3502 of character of content from Introducing deep research _ OpenAI.pdf with a relevant score of 0.9813588865322393
3493 of character of content from Introducing deep research _ OpenAI.pdf with a relevant score of 0.9522476825143714
3634 of character of content from Introducing deep research _ OpenAI.pdf with a relevant score of 0.9397930296526796
2774 of character of content from Introducing deep research _ OpenAI.pdf with a relevant score of 0.9101975747303771
3474 of character of content from Deep research System Card _ OpenAI.pdf with a relevant score of 0.9036647613464299
3123 of character of content from Introducing deep research _ OpenAI.pdf with a relevant score of 0.887120981288272
3343 of character of content from Introducing deep research _ OpenAI.pdf with a relevant score of 0.8448454849432881
3262 of character of content from Introducing deep research _ OpenAI.pdf with a relevant score of 0.791345286655509
3271 of character of content from Introducing deep research _ OpenAI.pdf with a relevant score of 0.7485530025091963
2721 of character of content from Introducing deep research _ OpenAI.pdf with a relevant score of 0.734033360849088

We can see that different size (and under-the-hood different texts) have been returned from the search query. They all have different relevancy score that are calculated by our ranker which uses hybrid search.

However instead of querying the vector store and then passing the data into the Responses or Chat Completion API call, an even more convenient way to use this search results in an LLM query would be to plug use file_search tool as part of OpenAI Responses API.

query = "What's Deep Research?"

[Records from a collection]
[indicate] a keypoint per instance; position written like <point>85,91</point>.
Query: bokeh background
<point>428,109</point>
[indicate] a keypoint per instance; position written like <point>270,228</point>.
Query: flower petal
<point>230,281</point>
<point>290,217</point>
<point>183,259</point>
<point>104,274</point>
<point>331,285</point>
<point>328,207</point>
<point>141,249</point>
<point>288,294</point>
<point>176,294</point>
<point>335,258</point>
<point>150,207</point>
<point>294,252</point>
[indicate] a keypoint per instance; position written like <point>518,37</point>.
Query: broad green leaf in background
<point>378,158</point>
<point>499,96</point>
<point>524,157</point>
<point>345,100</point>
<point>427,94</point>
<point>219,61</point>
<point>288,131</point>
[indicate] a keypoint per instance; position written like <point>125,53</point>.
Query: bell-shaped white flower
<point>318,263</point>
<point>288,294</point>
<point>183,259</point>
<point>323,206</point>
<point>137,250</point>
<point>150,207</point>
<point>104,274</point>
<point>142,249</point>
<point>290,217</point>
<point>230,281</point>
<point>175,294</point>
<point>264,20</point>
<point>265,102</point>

**What to work on**
a – Reproduce the vector store excerpt from "We can see that" to "uses hybrid search.".
b – According to the vector store excerpt, what does the ranker use to calculate the relevancy scores?

**Responses by task**
a –
We can see that different size (and under-the-hood different texts) have been returned from the search query. They all have different relevancy score that are calculated by our ranker which uses hybrid search.

b – Hybrid search.